COMPITI SCRITTI -
1 – Secondo la recensione, perché il riferimento all'ex leader dei Japan non si limita all'aspetto interpretativo?
2 – Sostituisci "place a dot per instance" con "mark one point per instance" in tutti i record, lasciando invariato tutto il resto.

TESTO CITATO -

Sylvain Chauveau

Singular Forms (Sometimes Repeated)

2010 (Type)
avantgarde, songwriter

Che Sylvain Chauveau subisse il fascino delle canzoni lo si era intuito fin dai tempi dello splendido album di cover dei Depeche Mode "Down To The Bone", e qualche saggio se n'era avuto anche all'interno dell'ultimo album dei suoi Arca.
Così, dopo cinque anni trascorsi tra colonne sonore ("Nuage"), collaborazioni (quella con Felicia Atkinson in "Roman Anglais" e quella con Olivier Cavaillé nel progetto Louisville) e incerte sperimentazioni (il mediocre mini album "S" e la lunga improvvisazione "Touching Down Lightly"), lo stimato compositore francese torna adesso con un lavoro originale, nel quale approfondisce la sua ricerca di una forma sonora improntata al miminalismo, innestandovi frammenti melodici cantati o declamati con inusitato piglio da crooner.

Si tratta, dunque di "canzoni" talvolta deliberatamente incompiute o bruscamente interrotte, sottoposte al riconoscibile filtro di un Sylvain Chauveau in bilico tra l'abituale ricercatezza sonora incentrata su pianoforte e screziature elettroniche e l'ambiziosa incursione in modalità espressive "popolari", declinate attraverso un'eleganza e un timbro vocale che denotano ancora una volta un'impressionante affinità con quello di David Sylvian.
A ben vedere, il riferimento all'ex leader dei Japan non è confinato al solo aspetto interpretativo, poiché negli appena trentadue minuti di "Singular Forms (Sometimes Repeated)" ricorrono altresì quelle sospensioni temporali e quell'astratta rideclinazione del songwriting che hanno caratterizzato alcune delle sue ultime opere, così come anche le manipolazioni tra pianoforte ed elettronica riconducibili ai pluricitati Alva Noto e Ryuichi Sakamoto, ma non solo.

Al di là di ogni possibile convergenza, fin dal parziale ossimoro del suo titolo, "Singular Forms (Sometimes Repeated)" reca evidente la firma di Sylvain Chauveau fin nei minimi dettagli dai quali è costituito, che emergono man mano che ci si addentra tra i cadenzati solchi di brani scolpiti nel silenzio di note sempre più rade, imprevedibili nel loro scorrere ascetico e irregolare. Non vi è, infatti, traccia alcuna di romanticismo lungo i sette episodi dell'album, quasi tutti costruiti su tensioni latenti ma di fatto asettiche, sospese in una temperie irreale nella quale la voce di Chuaveau dialoga sovente con se stessa, stillando fonemi su un inquieto sottobosco brulicante di rumori, fremiti, loop impalpabili, e microsuoni, in movimento lento, inesorabile e sostanzialmente svincolato dalle scheletriche melodie sovrastanti.

MATERIALE DI LAVORO -
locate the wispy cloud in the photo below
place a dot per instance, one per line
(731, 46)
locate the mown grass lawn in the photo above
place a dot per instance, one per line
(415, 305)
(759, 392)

SOLUZIONI -
1 – Nei trentadue minuti di "Singular Forms (Sometimes Repeated)" ricorrono anche le sospensioni temporali e l'astratta rideclinazione del songwriting che hanno caratterizzato alcune delle sue ultime opere. Vi compaiono inoltre le manipolazioni tra pianoforte ed elettronica riconducibili ad Alva Noto e Ryuichi Sakamoto.

2 –
locate the wispy cloud in the photo below
mark one point per instance, one per line
(731, 46)
locate the mown grass lawn in the photo above
mark one point per instance, one per line
(415, 305)
(759, 392)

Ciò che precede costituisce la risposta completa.